> **WHAT TO WORK ON**: Scan the records below for the line containing "Target: grass field" and the line containing "Target: deer head". Copy both, plus every line between, exactly.

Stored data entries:
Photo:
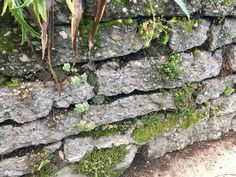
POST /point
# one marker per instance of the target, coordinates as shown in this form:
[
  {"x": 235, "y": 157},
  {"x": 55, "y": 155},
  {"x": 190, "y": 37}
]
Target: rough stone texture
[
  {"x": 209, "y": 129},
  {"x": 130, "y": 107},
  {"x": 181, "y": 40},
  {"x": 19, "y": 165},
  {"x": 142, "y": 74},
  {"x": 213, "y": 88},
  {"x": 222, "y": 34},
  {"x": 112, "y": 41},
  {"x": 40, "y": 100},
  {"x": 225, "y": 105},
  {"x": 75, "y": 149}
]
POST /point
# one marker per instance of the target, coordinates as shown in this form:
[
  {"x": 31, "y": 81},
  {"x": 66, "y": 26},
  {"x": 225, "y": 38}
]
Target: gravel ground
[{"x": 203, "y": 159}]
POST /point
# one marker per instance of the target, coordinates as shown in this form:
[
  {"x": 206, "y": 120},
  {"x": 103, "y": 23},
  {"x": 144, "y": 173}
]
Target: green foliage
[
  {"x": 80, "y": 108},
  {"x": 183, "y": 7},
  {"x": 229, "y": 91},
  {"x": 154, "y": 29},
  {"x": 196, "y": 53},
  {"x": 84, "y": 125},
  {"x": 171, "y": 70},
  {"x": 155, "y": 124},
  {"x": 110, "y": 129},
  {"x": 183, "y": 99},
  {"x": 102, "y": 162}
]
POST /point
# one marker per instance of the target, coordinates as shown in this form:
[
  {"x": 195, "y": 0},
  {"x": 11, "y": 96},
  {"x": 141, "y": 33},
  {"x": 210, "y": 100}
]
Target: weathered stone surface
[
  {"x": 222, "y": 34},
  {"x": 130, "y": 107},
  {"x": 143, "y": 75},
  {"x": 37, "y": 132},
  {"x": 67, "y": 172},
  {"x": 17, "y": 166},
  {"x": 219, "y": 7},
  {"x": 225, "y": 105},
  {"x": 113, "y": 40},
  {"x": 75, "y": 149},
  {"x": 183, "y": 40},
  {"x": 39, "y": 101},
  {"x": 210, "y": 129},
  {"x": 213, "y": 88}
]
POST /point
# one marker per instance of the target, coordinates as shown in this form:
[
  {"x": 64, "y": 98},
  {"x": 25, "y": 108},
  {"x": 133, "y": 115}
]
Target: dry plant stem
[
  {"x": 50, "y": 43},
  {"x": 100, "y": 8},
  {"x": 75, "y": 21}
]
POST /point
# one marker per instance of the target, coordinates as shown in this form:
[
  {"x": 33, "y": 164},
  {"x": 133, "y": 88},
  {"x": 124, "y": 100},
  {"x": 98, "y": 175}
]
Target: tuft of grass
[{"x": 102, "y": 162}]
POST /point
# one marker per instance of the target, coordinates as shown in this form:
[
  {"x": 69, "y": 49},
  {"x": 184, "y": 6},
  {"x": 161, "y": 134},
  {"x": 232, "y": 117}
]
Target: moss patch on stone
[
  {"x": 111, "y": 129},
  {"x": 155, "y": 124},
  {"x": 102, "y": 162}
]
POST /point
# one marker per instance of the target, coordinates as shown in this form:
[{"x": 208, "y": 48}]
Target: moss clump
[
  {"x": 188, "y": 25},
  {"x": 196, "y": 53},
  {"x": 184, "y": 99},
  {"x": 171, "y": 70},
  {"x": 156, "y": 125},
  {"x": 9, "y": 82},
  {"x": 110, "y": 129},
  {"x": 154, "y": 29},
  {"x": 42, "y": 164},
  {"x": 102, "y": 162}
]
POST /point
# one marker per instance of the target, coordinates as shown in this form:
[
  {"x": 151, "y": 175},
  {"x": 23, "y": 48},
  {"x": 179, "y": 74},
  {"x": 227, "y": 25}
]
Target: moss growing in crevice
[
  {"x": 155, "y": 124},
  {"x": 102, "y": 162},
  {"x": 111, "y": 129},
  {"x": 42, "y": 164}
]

* * *

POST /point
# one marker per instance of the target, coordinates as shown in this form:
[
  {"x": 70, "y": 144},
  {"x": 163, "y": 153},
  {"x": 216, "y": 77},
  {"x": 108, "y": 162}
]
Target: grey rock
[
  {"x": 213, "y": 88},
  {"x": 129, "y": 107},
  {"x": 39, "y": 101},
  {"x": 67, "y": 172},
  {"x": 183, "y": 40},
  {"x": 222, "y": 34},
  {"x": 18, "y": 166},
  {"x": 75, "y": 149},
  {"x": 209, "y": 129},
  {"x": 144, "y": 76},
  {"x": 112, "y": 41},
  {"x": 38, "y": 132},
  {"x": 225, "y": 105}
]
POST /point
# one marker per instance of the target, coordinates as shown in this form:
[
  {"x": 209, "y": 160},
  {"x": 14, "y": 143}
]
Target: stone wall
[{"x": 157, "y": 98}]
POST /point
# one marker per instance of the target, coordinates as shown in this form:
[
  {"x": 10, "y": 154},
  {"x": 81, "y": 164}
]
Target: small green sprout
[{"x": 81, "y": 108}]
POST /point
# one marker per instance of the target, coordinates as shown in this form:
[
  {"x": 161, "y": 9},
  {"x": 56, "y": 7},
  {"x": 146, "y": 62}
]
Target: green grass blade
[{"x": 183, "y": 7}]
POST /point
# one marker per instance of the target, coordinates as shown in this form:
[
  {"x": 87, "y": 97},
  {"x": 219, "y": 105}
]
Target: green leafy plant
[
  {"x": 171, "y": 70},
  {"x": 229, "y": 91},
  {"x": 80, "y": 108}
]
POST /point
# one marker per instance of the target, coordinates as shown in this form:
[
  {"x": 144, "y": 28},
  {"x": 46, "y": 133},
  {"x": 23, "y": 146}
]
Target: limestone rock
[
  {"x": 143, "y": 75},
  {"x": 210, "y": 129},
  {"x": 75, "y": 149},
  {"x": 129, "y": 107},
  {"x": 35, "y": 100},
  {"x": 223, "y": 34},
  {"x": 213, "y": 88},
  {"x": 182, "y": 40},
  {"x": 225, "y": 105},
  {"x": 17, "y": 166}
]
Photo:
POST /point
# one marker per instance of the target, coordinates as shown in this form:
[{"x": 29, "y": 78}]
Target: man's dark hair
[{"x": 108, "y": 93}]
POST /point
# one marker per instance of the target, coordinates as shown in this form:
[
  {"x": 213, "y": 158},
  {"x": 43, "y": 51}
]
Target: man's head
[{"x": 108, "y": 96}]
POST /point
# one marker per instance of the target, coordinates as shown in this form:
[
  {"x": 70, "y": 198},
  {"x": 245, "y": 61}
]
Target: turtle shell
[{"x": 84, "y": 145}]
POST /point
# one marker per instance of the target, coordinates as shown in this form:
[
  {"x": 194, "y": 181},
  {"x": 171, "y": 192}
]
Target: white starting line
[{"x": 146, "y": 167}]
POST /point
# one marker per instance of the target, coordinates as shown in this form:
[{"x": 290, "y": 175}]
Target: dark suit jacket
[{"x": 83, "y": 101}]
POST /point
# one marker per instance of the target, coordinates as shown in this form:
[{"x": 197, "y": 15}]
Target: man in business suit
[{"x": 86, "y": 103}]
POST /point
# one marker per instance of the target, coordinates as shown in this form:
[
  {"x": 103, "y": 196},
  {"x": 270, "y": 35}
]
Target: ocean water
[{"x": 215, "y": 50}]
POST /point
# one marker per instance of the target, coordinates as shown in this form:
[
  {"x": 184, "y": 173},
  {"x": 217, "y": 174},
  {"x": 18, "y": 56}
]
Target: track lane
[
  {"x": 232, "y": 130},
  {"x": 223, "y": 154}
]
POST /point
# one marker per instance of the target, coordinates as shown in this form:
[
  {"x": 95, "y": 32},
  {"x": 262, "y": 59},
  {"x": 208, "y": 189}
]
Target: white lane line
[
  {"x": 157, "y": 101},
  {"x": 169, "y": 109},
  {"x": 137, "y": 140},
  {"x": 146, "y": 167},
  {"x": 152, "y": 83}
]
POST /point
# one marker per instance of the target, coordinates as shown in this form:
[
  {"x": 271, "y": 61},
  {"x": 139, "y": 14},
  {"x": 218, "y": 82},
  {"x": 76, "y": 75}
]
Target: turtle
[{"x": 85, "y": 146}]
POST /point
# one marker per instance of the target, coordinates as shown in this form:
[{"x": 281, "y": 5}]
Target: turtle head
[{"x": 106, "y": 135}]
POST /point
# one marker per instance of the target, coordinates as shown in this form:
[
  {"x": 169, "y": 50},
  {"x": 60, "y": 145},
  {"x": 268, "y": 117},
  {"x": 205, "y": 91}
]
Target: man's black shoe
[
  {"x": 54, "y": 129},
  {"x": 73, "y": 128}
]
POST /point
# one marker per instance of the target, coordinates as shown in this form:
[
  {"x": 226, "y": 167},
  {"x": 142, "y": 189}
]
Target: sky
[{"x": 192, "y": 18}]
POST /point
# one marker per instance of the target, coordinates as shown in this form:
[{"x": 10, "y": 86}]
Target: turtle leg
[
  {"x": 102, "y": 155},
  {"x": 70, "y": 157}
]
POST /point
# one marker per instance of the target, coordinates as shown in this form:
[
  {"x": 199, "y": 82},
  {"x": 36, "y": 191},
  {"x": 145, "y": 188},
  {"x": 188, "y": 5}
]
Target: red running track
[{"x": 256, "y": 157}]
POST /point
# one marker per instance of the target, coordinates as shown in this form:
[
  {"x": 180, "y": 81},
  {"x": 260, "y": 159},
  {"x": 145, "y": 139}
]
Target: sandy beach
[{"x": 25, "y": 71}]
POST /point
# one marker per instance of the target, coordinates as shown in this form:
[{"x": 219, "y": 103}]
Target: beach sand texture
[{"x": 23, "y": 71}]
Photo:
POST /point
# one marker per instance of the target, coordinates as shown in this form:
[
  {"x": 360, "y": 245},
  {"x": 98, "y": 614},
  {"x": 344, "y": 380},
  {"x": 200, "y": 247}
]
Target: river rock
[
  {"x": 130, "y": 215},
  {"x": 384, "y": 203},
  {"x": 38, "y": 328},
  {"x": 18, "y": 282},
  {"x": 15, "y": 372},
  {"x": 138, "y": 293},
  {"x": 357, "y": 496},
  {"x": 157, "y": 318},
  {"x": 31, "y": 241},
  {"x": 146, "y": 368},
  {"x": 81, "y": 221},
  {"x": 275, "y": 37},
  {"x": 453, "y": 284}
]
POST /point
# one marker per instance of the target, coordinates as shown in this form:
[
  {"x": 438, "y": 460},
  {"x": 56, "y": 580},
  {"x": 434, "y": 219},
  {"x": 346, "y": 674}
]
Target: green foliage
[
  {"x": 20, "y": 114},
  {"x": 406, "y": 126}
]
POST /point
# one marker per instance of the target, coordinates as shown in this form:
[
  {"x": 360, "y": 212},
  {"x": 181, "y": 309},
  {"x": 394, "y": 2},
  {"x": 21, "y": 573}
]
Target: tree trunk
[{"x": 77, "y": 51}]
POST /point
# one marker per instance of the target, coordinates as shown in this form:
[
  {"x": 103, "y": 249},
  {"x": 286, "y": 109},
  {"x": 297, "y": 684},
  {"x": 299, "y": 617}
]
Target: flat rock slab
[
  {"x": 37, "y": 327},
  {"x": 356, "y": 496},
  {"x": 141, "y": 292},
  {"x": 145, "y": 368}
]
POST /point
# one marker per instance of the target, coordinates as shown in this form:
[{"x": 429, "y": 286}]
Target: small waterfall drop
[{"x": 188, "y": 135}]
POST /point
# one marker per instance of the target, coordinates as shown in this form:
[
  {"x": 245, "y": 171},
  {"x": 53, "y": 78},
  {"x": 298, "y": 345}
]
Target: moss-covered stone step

...

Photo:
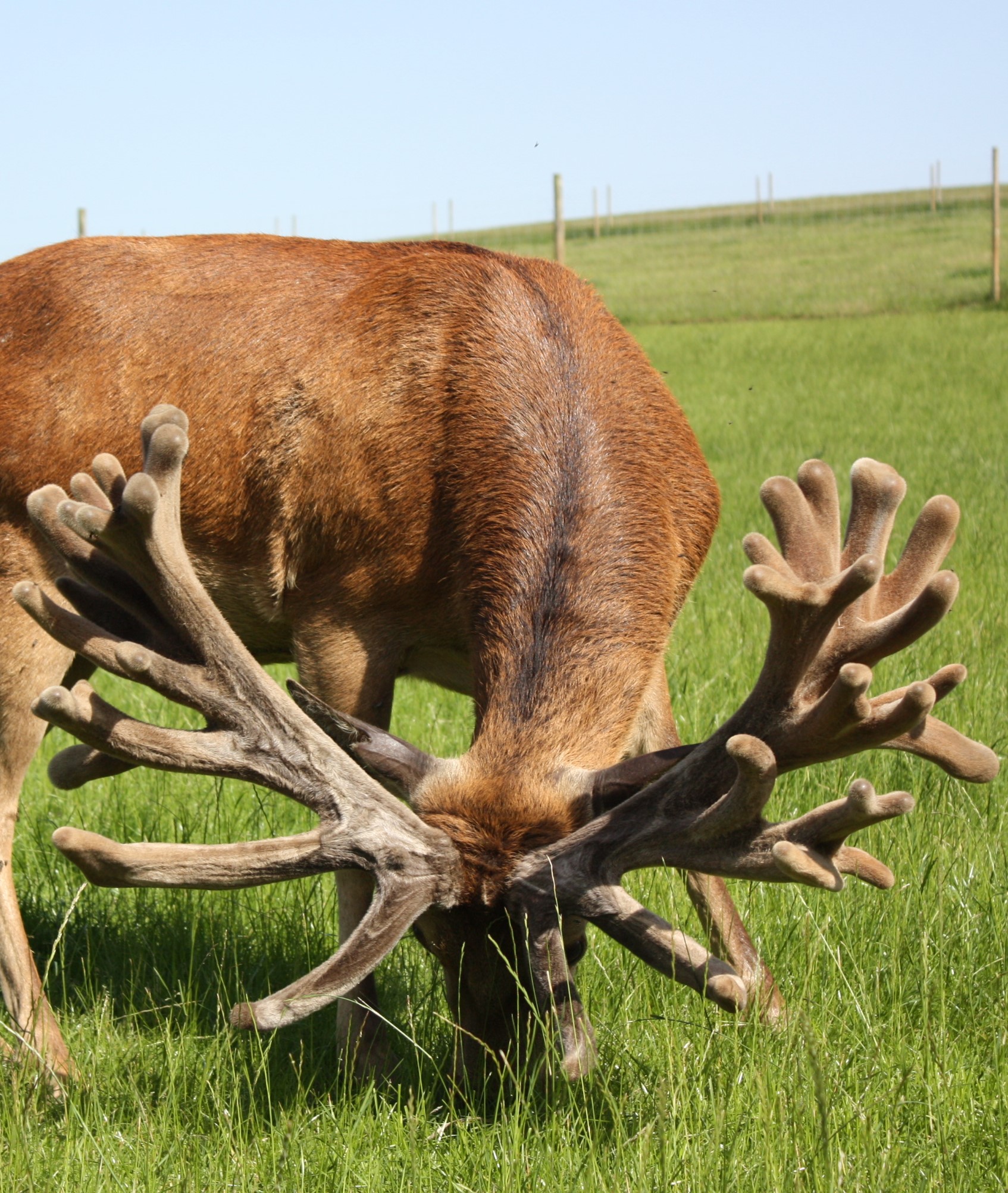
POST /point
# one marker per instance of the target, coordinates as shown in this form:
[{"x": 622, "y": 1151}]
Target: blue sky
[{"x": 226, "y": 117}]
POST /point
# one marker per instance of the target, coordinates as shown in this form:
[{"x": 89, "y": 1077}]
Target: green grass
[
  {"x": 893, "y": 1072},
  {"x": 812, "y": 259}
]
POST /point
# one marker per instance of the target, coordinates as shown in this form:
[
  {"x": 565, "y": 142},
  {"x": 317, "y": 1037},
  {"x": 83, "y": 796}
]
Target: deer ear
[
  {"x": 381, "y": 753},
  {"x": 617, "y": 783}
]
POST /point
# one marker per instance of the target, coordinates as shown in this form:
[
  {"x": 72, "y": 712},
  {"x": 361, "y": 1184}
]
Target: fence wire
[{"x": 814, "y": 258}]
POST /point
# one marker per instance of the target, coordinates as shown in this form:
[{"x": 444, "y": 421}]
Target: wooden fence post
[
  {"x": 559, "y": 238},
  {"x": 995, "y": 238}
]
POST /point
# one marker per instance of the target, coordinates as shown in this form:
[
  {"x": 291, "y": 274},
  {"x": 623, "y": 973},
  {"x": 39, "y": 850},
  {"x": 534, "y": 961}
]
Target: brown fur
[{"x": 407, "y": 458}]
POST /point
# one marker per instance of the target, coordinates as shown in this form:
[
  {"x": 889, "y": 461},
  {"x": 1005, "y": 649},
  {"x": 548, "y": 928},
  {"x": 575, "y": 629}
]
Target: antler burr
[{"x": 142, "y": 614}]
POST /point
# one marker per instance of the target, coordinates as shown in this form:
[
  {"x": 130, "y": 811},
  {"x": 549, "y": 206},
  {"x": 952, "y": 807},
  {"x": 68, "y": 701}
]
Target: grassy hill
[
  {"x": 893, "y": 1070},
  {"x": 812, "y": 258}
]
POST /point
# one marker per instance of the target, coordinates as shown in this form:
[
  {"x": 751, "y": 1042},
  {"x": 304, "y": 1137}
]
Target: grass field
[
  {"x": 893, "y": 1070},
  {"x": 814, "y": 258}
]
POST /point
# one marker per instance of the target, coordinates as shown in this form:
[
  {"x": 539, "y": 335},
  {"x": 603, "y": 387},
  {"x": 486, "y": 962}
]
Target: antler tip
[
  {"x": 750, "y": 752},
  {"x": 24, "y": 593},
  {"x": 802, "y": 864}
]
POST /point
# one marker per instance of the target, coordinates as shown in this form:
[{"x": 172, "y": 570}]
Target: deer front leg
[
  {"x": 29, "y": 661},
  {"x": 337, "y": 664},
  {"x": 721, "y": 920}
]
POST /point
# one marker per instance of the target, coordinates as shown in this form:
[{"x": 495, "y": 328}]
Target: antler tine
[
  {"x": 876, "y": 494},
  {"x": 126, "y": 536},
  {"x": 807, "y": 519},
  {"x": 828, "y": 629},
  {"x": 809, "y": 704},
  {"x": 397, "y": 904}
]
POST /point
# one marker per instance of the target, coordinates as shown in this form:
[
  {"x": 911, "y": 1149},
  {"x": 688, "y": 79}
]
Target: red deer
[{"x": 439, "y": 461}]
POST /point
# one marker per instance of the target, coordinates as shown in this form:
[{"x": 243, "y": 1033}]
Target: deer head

> **SOLUTION FOR THIS PROBLEM**:
Target: grass field
[
  {"x": 893, "y": 1070},
  {"x": 814, "y": 258}
]
POST /point
# one marker per instance of the target, coordinates as shown in this form:
[
  {"x": 539, "y": 335},
  {"x": 603, "y": 387},
  {"x": 486, "y": 962}
]
Target: antler tip
[
  {"x": 750, "y": 752},
  {"x": 24, "y": 593},
  {"x": 802, "y": 864}
]
POST /point
# one marker per instance of the target, coordinates as shown in this form:
[{"x": 172, "y": 570}]
Target: deer front leg
[
  {"x": 29, "y": 661},
  {"x": 337, "y": 664},
  {"x": 721, "y": 920}
]
POST /point
# one marker per instance of the target, coordinates as shown in this form:
[{"x": 495, "y": 328}]
Target: antler tine
[
  {"x": 876, "y": 494},
  {"x": 126, "y": 536},
  {"x": 807, "y": 519},
  {"x": 828, "y": 629},
  {"x": 809, "y": 704},
  {"x": 397, "y": 904}
]
POST /point
# one marker per instance of the target, coordinates as shown in this form:
[
  {"x": 911, "y": 1149},
  {"x": 688, "y": 79}
]
Target: red deer
[{"x": 439, "y": 461}]
POST /point
# one marker per instance of the target, coordinates as shown in this form:
[{"x": 243, "y": 1033}]
Target: deer head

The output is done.